Exercise brief: Every line containing "green" should be copied out. Go through the entries and find them.

Stored items from a collection:

---

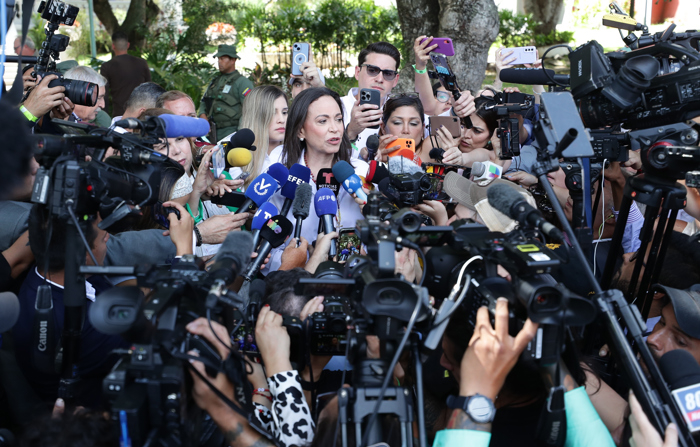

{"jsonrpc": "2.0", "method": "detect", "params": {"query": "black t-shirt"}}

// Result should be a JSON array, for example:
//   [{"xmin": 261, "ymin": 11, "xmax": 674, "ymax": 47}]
[{"xmin": 490, "ymin": 399, "xmax": 546, "ymax": 447}]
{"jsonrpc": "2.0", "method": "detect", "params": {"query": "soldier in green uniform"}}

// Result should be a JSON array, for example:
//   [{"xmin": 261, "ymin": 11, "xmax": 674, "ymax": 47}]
[{"xmin": 198, "ymin": 44, "xmax": 255, "ymax": 141}]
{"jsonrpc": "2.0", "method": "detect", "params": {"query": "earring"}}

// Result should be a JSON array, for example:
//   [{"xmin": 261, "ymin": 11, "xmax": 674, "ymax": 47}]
[{"xmin": 300, "ymin": 137, "xmax": 305, "ymax": 142}]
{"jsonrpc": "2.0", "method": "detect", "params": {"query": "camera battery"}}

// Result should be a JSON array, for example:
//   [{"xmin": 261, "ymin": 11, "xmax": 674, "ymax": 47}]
[{"xmin": 31, "ymin": 167, "xmax": 50, "ymax": 204}]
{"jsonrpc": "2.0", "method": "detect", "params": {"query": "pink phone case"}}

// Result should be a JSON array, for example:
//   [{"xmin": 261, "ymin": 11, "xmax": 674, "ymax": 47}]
[{"xmin": 421, "ymin": 37, "xmax": 455, "ymax": 57}]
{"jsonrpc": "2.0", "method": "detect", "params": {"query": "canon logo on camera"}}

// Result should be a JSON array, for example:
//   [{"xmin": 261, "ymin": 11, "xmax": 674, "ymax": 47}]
[{"xmin": 37, "ymin": 321, "xmax": 48, "ymax": 351}]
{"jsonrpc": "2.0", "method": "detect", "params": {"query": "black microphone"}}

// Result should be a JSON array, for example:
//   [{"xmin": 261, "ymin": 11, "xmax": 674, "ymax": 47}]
[
  {"xmin": 659, "ymin": 349, "xmax": 700, "ymax": 436},
  {"xmin": 366, "ymin": 134, "xmax": 380, "ymax": 161},
  {"xmin": 31, "ymin": 286, "xmax": 55, "ymax": 373},
  {"xmin": 247, "ymin": 278, "xmax": 266, "ymax": 324},
  {"xmin": 244, "ymin": 215, "xmax": 293, "ymax": 281},
  {"xmin": 429, "ymin": 147, "xmax": 445, "ymax": 162},
  {"xmin": 487, "ymin": 183, "xmax": 564, "ymax": 241},
  {"xmin": 206, "ymin": 232, "xmax": 254, "ymax": 307},
  {"xmin": 292, "ymin": 182, "xmax": 312, "ymax": 245},
  {"xmin": 499, "ymin": 68, "xmax": 570, "ymax": 86},
  {"xmin": 0, "ymin": 291, "xmax": 19, "ymax": 333}
]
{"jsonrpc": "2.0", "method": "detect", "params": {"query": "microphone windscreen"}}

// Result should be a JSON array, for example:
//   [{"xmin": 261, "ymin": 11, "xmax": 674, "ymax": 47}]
[
  {"xmin": 281, "ymin": 164, "xmax": 311, "ymax": 200},
  {"xmin": 388, "ymin": 156, "xmax": 423, "ymax": 175},
  {"xmin": 429, "ymin": 147, "xmax": 445, "ymax": 160},
  {"xmin": 499, "ymin": 68, "xmax": 557, "ymax": 85},
  {"xmin": 659, "ymin": 349, "xmax": 700, "ymax": 390},
  {"xmin": 486, "ymin": 183, "xmax": 521, "ymax": 218},
  {"xmin": 314, "ymin": 187, "xmax": 338, "ymax": 216},
  {"xmin": 316, "ymin": 168, "xmax": 340, "ymax": 196},
  {"xmin": 245, "ymin": 173, "xmax": 277, "ymax": 206},
  {"xmin": 366, "ymin": 160, "xmax": 391, "ymax": 184},
  {"xmin": 472, "ymin": 161, "xmax": 486, "ymax": 177},
  {"xmin": 292, "ymin": 182, "xmax": 313, "ymax": 219},
  {"xmin": 259, "ymin": 215, "xmax": 293, "ymax": 248},
  {"xmin": 331, "ymin": 160, "xmax": 355, "ymax": 183},
  {"xmin": 252, "ymin": 202, "xmax": 279, "ymax": 230},
  {"xmin": 227, "ymin": 148, "xmax": 252, "ymax": 167},
  {"xmin": 267, "ymin": 163, "xmax": 290, "ymax": 189},
  {"xmin": 0, "ymin": 292, "xmax": 19, "ymax": 332},
  {"xmin": 216, "ymin": 231, "xmax": 254, "ymax": 270},
  {"xmin": 159, "ymin": 114, "xmax": 211, "ymax": 138},
  {"xmin": 366, "ymin": 134, "xmax": 380, "ymax": 152},
  {"xmin": 229, "ymin": 128, "xmax": 256, "ymax": 150}
]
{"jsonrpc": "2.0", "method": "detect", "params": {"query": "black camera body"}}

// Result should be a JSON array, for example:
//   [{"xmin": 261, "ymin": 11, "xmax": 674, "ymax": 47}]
[{"xmin": 307, "ymin": 296, "xmax": 352, "ymax": 355}]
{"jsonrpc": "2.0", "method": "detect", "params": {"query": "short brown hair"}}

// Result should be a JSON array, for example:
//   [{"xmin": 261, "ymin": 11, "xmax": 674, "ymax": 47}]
[{"xmin": 156, "ymin": 90, "xmax": 194, "ymax": 109}]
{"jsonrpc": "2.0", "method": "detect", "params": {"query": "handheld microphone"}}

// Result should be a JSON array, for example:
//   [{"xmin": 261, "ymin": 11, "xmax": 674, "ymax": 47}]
[
  {"xmin": 251, "ymin": 202, "xmax": 278, "ymax": 249},
  {"xmin": 235, "ymin": 173, "xmax": 277, "ymax": 214},
  {"xmin": 247, "ymin": 279, "xmax": 266, "ymax": 324},
  {"xmin": 244, "ymin": 215, "xmax": 293, "ymax": 280},
  {"xmin": 429, "ymin": 147, "xmax": 445, "ymax": 162},
  {"xmin": 659, "ymin": 349, "xmax": 700, "ymax": 435},
  {"xmin": 267, "ymin": 163, "xmax": 290, "ymax": 191},
  {"xmin": 366, "ymin": 134, "xmax": 380, "ymax": 161},
  {"xmin": 206, "ymin": 232, "xmax": 254, "ymax": 307},
  {"xmin": 471, "ymin": 161, "xmax": 503, "ymax": 182},
  {"xmin": 315, "ymin": 188, "xmax": 338, "ymax": 258},
  {"xmin": 317, "ymin": 168, "xmax": 340, "ymax": 197},
  {"xmin": 499, "ymin": 68, "xmax": 570, "ymax": 86},
  {"xmin": 226, "ymin": 148, "xmax": 252, "ymax": 167},
  {"xmin": 332, "ymin": 160, "xmax": 367, "ymax": 203},
  {"xmin": 292, "ymin": 182, "xmax": 313, "ymax": 243},
  {"xmin": 366, "ymin": 160, "xmax": 391, "ymax": 184},
  {"xmin": 0, "ymin": 291, "xmax": 19, "ymax": 333},
  {"xmin": 228, "ymin": 128, "xmax": 257, "ymax": 151},
  {"xmin": 487, "ymin": 183, "xmax": 563, "ymax": 241},
  {"xmin": 280, "ymin": 163, "xmax": 311, "ymax": 216}
]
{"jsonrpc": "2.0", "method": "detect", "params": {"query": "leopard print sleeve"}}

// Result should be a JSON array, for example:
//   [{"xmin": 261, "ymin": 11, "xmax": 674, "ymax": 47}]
[{"xmin": 266, "ymin": 370, "xmax": 316, "ymax": 447}]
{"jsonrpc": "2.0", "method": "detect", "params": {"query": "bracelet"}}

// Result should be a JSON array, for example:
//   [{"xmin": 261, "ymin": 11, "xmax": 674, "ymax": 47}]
[
  {"xmin": 193, "ymin": 225, "xmax": 203, "ymax": 246},
  {"xmin": 412, "ymin": 64, "xmax": 427, "ymax": 74},
  {"xmin": 253, "ymin": 388, "xmax": 273, "ymax": 402},
  {"xmin": 19, "ymin": 105, "xmax": 39, "ymax": 122}
]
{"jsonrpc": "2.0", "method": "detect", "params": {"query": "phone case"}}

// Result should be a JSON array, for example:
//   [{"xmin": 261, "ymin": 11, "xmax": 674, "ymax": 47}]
[
  {"xmin": 291, "ymin": 42, "xmax": 310, "ymax": 76},
  {"xmin": 359, "ymin": 88, "xmax": 381, "ymax": 129},
  {"xmin": 429, "ymin": 116, "xmax": 461, "ymax": 138},
  {"xmin": 501, "ymin": 46, "xmax": 537, "ymax": 65},
  {"xmin": 421, "ymin": 37, "xmax": 455, "ymax": 57},
  {"xmin": 209, "ymin": 191, "xmax": 246, "ymax": 208},
  {"xmin": 388, "ymin": 138, "xmax": 415, "ymax": 158}
]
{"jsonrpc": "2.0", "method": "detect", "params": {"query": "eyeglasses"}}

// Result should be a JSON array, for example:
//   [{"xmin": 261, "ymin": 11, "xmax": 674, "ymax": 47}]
[
  {"xmin": 360, "ymin": 64, "xmax": 398, "ymax": 81},
  {"xmin": 435, "ymin": 91, "xmax": 451, "ymax": 103},
  {"xmin": 386, "ymin": 92, "xmax": 420, "ymax": 101}
]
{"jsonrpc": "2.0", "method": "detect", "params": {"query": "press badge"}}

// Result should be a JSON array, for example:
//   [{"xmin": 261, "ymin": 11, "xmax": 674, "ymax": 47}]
[{"xmin": 222, "ymin": 84, "xmax": 231, "ymax": 94}]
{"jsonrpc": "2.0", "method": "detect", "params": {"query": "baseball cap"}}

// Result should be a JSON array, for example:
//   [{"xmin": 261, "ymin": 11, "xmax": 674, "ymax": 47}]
[
  {"xmin": 213, "ymin": 44, "xmax": 239, "ymax": 59},
  {"xmin": 652, "ymin": 284, "xmax": 700, "ymax": 339},
  {"xmin": 443, "ymin": 171, "xmax": 536, "ymax": 233}
]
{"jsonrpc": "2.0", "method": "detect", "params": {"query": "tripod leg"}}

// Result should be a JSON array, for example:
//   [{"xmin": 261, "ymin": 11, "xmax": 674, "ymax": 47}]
[
  {"xmin": 412, "ymin": 340, "xmax": 427, "ymax": 447},
  {"xmin": 601, "ymin": 194, "xmax": 632, "ymax": 288},
  {"xmin": 626, "ymin": 202, "xmax": 659, "ymax": 301},
  {"xmin": 639, "ymin": 208, "xmax": 678, "ymax": 319}
]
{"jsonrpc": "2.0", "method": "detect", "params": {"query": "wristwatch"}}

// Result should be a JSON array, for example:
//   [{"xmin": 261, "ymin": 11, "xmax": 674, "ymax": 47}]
[{"xmin": 446, "ymin": 394, "xmax": 496, "ymax": 423}]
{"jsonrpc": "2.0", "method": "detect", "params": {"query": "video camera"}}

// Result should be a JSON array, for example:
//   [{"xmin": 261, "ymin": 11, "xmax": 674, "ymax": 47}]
[{"xmin": 29, "ymin": 0, "xmax": 99, "ymax": 106}]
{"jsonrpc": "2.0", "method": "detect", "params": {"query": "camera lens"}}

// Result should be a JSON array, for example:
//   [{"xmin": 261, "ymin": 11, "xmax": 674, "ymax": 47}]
[{"xmin": 63, "ymin": 78, "xmax": 98, "ymax": 107}]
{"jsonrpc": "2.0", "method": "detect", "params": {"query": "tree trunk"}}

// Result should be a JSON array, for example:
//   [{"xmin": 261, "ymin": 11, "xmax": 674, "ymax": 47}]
[
  {"xmin": 438, "ymin": 0, "xmax": 499, "ymax": 93},
  {"xmin": 93, "ymin": 0, "xmax": 119, "ymax": 34},
  {"xmin": 93, "ymin": 0, "xmax": 160, "ymax": 47},
  {"xmin": 524, "ymin": 0, "xmax": 565, "ymax": 35},
  {"xmin": 395, "ymin": 0, "xmax": 440, "ymax": 93}
]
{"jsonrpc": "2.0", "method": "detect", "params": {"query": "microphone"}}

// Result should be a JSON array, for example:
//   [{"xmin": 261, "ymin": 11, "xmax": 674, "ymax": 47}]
[
  {"xmin": 115, "ymin": 115, "xmax": 211, "ymax": 138},
  {"xmin": 235, "ymin": 173, "xmax": 277, "ymax": 214},
  {"xmin": 388, "ymin": 155, "xmax": 423, "ymax": 176},
  {"xmin": 244, "ymin": 215, "xmax": 293, "ymax": 280},
  {"xmin": 0, "ymin": 291, "xmax": 19, "ymax": 332},
  {"xmin": 659, "ymin": 349, "xmax": 700, "ymax": 435},
  {"xmin": 471, "ymin": 161, "xmax": 503, "ymax": 182},
  {"xmin": 429, "ymin": 147, "xmax": 445, "ymax": 162},
  {"xmin": 499, "ymin": 68, "xmax": 570, "ymax": 86},
  {"xmin": 226, "ymin": 148, "xmax": 252, "ymax": 167},
  {"xmin": 292, "ymin": 182, "xmax": 313, "ymax": 243},
  {"xmin": 206, "ymin": 232, "xmax": 254, "ymax": 307},
  {"xmin": 315, "ymin": 188, "xmax": 339, "ymax": 258},
  {"xmin": 317, "ymin": 168, "xmax": 340, "ymax": 197},
  {"xmin": 331, "ymin": 160, "xmax": 367, "ymax": 203},
  {"xmin": 247, "ymin": 278, "xmax": 266, "ymax": 324},
  {"xmin": 267, "ymin": 163, "xmax": 290, "ymax": 191},
  {"xmin": 366, "ymin": 134, "xmax": 380, "ymax": 161},
  {"xmin": 280, "ymin": 163, "xmax": 311, "ymax": 216},
  {"xmin": 251, "ymin": 202, "xmax": 278, "ymax": 249},
  {"xmin": 228, "ymin": 128, "xmax": 257, "ymax": 151},
  {"xmin": 487, "ymin": 183, "xmax": 564, "ymax": 241},
  {"xmin": 366, "ymin": 160, "xmax": 391, "ymax": 184}
]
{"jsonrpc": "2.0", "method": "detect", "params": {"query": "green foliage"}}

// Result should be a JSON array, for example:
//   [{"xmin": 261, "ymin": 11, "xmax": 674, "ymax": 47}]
[
  {"xmin": 66, "ymin": 11, "xmax": 112, "ymax": 59},
  {"xmin": 496, "ymin": 9, "xmax": 574, "ymax": 48}
]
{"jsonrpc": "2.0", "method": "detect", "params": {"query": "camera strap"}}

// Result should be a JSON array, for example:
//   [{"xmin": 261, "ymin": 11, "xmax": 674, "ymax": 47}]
[
  {"xmin": 535, "ymin": 324, "xmax": 567, "ymax": 447},
  {"xmin": 32, "ymin": 284, "xmax": 59, "ymax": 374}
]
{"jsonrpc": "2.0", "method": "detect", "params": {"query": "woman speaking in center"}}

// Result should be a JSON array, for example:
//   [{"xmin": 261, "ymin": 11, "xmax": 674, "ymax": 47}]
[{"xmin": 265, "ymin": 87, "xmax": 369, "ymax": 273}]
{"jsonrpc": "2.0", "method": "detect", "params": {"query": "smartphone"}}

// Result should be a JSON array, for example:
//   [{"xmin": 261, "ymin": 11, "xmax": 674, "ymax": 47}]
[
  {"xmin": 387, "ymin": 138, "xmax": 415, "ymax": 158},
  {"xmin": 359, "ymin": 88, "xmax": 381, "ymax": 129},
  {"xmin": 429, "ymin": 116, "xmax": 461, "ymax": 138},
  {"xmin": 337, "ymin": 227, "xmax": 360, "ymax": 262},
  {"xmin": 501, "ymin": 46, "xmax": 537, "ymax": 65},
  {"xmin": 209, "ymin": 191, "xmax": 246, "ymax": 208},
  {"xmin": 233, "ymin": 171, "xmax": 251, "ymax": 182},
  {"xmin": 420, "ymin": 37, "xmax": 455, "ymax": 56},
  {"xmin": 291, "ymin": 42, "xmax": 310, "ymax": 76}
]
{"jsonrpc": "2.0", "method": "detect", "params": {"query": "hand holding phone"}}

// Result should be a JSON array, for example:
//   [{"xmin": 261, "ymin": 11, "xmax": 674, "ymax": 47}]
[
  {"xmin": 291, "ymin": 42, "xmax": 311, "ymax": 76},
  {"xmin": 499, "ymin": 46, "xmax": 537, "ymax": 65},
  {"xmin": 359, "ymin": 88, "xmax": 382, "ymax": 130},
  {"xmin": 420, "ymin": 37, "xmax": 454, "ymax": 56}
]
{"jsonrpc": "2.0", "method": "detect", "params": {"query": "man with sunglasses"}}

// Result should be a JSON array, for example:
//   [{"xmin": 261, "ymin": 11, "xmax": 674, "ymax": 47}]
[{"xmin": 341, "ymin": 42, "xmax": 402, "ymax": 156}]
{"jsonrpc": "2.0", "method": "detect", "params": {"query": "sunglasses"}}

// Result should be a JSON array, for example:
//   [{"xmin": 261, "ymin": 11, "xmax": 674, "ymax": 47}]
[
  {"xmin": 360, "ymin": 64, "xmax": 398, "ymax": 81},
  {"xmin": 386, "ymin": 92, "xmax": 420, "ymax": 101},
  {"xmin": 436, "ymin": 91, "xmax": 451, "ymax": 103}
]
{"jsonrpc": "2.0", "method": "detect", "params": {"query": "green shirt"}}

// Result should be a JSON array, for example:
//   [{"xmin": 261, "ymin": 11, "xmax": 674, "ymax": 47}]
[{"xmin": 199, "ymin": 70, "xmax": 254, "ymax": 140}]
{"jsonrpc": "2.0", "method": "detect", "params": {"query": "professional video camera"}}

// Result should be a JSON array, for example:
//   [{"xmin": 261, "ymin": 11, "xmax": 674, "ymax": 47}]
[
  {"xmin": 29, "ymin": 0, "xmax": 99, "ymax": 106},
  {"xmin": 484, "ymin": 91, "xmax": 536, "ymax": 159}
]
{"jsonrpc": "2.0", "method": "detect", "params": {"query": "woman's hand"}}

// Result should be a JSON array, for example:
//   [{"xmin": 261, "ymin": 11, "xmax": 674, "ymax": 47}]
[
  {"xmin": 412, "ymin": 200, "xmax": 448, "ymax": 226},
  {"xmin": 305, "ymin": 232, "xmax": 338, "ymax": 273},
  {"xmin": 300, "ymin": 296, "xmax": 324, "ymax": 322},
  {"xmin": 190, "ymin": 148, "xmax": 217, "ymax": 213},
  {"xmin": 375, "ymin": 134, "xmax": 401, "ymax": 162},
  {"xmin": 451, "ymin": 90, "xmax": 475, "ymax": 118},
  {"xmin": 442, "ymin": 146, "xmax": 464, "ymax": 165},
  {"xmin": 436, "ymin": 125, "xmax": 460, "ymax": 154},
  {"xmin": 629, "ymin": 391, "xmax": 678, "ymax": 447},
  {"xmin": 206, "ymin": 178, "xmax": 244, "ymax": 199},
  {"xmin": 413, "ymin": 36, "xmax": 438, "ymax": 71},
  {"xmin": 504, "ymin": 171, "xmax": 538, "ymax": 187},
  {"xmin": 395, "ymin": 247, "xmax": 418, "ymax": 283},
  {"xmin": 495, "ymin": 47, "xmax": 517, "ymax": 76},
  {"xmin": 162, "ymin": 201, "xmax": 194, "ymax": 256},
  {"xmin": 255, "ymin": 306, "xmax": 293, "ymax": 377}
]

---

Result for this task:
{"jsonrpc": "2.0", "method": "detect", "params": {"query": "soldier in green uniform"}}
{"jsonrpc": "2.0", "method": "detect", "params": {"query": "green foliage"}}
{"jsonrpc": "2.0", "method": "detect", "params": {"query": "green shirt"}}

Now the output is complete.